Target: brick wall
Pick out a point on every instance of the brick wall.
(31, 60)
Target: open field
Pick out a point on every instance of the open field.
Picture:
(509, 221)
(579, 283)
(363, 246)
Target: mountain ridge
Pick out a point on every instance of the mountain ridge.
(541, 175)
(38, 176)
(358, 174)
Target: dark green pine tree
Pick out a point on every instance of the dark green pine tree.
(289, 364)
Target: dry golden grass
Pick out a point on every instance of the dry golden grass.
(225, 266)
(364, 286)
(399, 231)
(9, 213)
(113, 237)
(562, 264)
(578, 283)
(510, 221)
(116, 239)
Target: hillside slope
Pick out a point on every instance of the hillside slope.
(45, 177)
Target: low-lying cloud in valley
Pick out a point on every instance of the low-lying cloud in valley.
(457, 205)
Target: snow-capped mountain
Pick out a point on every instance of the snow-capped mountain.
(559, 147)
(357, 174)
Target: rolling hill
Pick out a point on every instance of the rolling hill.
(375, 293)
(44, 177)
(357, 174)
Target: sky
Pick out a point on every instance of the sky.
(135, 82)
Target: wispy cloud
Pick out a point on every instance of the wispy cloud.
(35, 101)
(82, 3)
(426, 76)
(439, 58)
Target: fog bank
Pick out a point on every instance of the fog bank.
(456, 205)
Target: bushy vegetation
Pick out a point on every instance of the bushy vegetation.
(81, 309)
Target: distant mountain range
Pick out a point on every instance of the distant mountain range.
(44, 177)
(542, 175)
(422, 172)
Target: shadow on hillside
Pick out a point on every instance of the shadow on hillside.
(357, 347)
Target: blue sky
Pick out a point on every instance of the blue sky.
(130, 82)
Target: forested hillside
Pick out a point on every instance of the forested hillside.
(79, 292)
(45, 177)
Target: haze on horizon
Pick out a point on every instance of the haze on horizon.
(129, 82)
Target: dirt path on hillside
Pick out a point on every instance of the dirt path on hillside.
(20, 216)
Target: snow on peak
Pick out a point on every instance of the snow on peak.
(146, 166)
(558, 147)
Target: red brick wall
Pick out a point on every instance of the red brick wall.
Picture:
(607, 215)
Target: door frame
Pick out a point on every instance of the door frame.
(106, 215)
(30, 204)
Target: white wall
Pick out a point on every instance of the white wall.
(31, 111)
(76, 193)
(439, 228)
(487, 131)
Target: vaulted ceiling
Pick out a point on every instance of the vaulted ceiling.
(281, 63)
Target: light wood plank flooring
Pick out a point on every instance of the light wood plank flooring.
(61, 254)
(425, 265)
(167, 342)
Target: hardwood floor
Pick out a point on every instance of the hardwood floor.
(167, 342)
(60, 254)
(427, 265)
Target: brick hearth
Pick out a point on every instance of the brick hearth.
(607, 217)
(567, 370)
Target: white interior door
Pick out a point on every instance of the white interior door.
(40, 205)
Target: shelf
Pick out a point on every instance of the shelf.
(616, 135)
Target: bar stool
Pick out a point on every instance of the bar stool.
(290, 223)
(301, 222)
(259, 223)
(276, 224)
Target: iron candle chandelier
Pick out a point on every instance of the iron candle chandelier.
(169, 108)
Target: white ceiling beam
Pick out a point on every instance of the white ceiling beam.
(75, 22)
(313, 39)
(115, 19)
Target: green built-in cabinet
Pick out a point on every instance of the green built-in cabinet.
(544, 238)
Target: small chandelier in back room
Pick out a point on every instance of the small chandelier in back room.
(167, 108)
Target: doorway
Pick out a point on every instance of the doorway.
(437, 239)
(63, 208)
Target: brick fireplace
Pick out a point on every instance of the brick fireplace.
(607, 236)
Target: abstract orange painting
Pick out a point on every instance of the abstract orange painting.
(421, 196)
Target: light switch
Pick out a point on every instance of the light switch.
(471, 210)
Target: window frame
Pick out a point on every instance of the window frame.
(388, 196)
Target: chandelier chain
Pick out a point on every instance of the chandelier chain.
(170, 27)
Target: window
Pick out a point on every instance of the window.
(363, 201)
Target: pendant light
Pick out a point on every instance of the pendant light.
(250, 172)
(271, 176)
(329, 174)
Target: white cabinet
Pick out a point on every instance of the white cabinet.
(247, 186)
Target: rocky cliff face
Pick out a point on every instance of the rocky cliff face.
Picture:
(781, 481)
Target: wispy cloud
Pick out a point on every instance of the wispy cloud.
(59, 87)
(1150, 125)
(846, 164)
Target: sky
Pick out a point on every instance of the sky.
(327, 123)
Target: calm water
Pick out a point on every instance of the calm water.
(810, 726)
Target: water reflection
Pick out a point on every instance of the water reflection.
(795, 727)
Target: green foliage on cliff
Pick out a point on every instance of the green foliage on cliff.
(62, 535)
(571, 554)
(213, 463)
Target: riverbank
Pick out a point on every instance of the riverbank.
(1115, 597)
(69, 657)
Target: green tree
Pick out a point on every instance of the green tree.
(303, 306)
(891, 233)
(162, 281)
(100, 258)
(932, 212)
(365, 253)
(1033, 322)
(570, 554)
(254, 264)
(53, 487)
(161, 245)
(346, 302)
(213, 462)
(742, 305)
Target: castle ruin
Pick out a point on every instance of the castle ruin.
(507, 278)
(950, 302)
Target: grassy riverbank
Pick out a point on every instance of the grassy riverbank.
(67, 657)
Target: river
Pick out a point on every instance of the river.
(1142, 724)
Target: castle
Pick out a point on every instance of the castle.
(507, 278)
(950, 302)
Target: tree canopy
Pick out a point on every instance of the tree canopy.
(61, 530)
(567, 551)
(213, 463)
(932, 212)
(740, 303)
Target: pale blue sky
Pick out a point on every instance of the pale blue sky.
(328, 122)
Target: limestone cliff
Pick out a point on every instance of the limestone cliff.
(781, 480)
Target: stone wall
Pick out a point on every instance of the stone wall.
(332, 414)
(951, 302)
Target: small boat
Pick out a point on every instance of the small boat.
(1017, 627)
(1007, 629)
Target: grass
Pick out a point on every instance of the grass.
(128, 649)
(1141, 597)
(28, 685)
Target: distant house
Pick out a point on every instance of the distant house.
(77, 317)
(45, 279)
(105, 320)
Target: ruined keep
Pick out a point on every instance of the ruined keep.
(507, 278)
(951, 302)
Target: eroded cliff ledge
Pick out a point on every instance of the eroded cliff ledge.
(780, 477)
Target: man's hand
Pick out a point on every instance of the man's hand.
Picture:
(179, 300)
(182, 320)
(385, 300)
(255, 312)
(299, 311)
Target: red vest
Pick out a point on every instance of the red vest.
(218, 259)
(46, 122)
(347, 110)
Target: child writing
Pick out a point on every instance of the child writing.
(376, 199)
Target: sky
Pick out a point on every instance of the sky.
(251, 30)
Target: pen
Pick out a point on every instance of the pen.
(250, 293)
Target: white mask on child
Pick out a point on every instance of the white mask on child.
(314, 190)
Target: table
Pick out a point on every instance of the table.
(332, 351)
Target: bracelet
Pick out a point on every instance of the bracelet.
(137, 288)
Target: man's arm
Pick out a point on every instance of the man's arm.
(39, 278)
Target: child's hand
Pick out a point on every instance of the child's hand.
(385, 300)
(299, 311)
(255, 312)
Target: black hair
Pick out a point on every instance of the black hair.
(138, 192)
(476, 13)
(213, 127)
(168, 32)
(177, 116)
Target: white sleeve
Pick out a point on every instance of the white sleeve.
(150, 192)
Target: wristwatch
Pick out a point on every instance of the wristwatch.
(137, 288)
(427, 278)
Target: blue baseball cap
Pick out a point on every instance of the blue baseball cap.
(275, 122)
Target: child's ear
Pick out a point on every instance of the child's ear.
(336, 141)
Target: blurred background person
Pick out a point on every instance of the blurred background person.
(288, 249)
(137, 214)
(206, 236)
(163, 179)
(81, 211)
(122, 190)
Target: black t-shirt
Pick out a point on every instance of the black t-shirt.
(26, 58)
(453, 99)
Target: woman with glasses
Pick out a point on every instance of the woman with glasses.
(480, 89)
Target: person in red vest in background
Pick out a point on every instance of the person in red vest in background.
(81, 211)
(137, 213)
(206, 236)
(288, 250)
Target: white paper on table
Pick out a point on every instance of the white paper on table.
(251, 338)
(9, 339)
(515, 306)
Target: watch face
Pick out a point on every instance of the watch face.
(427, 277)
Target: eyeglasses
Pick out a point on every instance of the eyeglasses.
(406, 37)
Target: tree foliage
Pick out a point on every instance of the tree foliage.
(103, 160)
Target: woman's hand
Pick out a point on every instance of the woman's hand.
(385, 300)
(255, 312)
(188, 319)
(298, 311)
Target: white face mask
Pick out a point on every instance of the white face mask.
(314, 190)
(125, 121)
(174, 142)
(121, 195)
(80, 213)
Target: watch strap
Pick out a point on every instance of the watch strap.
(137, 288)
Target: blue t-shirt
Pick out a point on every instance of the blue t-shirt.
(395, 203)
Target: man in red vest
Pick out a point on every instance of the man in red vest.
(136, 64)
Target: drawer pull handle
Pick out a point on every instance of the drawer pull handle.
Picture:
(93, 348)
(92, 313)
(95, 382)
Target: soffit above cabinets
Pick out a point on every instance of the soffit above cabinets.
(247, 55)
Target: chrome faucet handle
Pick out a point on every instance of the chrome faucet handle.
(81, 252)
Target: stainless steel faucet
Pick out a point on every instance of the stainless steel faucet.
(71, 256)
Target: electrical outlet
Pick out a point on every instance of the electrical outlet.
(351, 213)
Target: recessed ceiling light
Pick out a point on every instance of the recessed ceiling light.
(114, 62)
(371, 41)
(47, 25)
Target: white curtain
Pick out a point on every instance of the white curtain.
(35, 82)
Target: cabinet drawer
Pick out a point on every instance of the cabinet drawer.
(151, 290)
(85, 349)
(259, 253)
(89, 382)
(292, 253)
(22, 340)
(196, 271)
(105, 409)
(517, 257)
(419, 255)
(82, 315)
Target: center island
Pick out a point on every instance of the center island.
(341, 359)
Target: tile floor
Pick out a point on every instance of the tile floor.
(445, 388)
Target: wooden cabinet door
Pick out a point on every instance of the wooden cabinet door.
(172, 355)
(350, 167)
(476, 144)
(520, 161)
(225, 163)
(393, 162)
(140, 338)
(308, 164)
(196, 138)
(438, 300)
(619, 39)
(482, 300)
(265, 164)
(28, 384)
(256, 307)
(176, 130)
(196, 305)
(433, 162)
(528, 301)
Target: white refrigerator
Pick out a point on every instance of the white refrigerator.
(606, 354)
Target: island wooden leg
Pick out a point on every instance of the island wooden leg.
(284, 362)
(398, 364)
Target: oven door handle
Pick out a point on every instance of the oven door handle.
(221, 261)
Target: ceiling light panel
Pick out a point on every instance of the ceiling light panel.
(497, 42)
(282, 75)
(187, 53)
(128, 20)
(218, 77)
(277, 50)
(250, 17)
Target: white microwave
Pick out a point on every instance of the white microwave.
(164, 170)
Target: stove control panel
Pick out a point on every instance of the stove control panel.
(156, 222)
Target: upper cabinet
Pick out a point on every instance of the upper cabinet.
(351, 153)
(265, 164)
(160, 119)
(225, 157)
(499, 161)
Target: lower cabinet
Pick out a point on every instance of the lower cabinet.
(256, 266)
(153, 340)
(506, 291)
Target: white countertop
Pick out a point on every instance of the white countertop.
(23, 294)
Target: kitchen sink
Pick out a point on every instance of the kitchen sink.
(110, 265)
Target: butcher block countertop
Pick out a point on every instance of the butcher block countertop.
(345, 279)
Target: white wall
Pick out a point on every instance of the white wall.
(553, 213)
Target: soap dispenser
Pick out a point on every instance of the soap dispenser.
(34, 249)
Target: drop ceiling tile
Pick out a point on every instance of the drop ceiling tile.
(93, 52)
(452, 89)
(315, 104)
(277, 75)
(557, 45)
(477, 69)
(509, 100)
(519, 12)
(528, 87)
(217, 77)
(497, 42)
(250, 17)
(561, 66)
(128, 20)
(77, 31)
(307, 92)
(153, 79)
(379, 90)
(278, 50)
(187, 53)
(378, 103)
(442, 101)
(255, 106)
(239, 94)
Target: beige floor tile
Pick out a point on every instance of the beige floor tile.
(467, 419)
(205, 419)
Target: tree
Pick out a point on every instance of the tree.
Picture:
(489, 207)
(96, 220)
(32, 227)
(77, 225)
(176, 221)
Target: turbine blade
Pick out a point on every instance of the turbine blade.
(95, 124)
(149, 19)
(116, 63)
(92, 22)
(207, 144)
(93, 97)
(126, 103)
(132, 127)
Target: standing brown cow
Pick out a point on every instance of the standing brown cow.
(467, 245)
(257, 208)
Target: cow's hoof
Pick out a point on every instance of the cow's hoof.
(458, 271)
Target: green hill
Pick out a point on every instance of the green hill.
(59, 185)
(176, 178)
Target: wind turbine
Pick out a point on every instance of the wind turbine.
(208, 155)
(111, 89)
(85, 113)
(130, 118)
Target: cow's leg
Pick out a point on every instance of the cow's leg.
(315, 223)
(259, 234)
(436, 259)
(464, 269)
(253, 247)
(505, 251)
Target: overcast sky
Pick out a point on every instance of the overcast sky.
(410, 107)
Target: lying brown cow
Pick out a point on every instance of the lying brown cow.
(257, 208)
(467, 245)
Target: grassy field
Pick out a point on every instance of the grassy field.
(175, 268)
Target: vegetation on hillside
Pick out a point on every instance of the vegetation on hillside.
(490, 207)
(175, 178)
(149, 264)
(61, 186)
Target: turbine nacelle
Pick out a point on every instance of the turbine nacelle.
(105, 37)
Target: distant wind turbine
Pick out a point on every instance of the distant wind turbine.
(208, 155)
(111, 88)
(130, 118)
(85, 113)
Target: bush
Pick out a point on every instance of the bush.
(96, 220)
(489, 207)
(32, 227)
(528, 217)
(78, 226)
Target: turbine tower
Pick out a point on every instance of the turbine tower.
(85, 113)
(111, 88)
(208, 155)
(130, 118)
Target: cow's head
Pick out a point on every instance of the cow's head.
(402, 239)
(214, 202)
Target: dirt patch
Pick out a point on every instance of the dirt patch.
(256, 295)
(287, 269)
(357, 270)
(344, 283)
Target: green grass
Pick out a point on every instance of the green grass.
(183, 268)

What to do: Reproduce only the part of the material that opens with the line containing "Target: overcast sky" and closes at the end of the material, replacing "dirt patch" with "bare patch" and leaving everything else unchanged.

Written response:
Target: overcast sky
Pick out a point on every instance of the overcast sky.
(410, 107)
Target: lying brown cow
Pick out a point on every instance of the lying brown cow.
(257, 208)
(467, 245)
Target: grassy field
Pick out a point on every instance of the grassy field.
(175, 268)
Target: vegetation on hillside
Pick out a point on every instance of the vegetation on hillside.
(490, 207)
(175, 178)
(149, 264)
(61, 186)
Target: turbine nacelle
Pick out a point on every instance of the turbine nacelle.
(105, 37)
Target: distant wind turbine
Pick out a point on every instance of the distant wind turbine.
(208, 155)
(111, 88)
(130, 118)
(85, 113)
Target: bush
Pick out a point on every instance of the bush.
(96, 220)
(489, 207)
(32, 227)
(528, 217)
(78, 226)
Target: turbine tower
Pick out a point on every instance of the turbine tower.
(85, 113)
(111, 88)
(208, 155)
(130, 118)
Target: cow's head
Pick out a point on every instance of the cow's head.
(402, 239)
(214, 202)
Target: bare patch
Pick out a point on every instance of the bare patch.
(256, 295)
(287, 269)
(357, 270)
(344, 283)
Target: green grass
Pick out a point on every instance of the green grass.
(183, 268)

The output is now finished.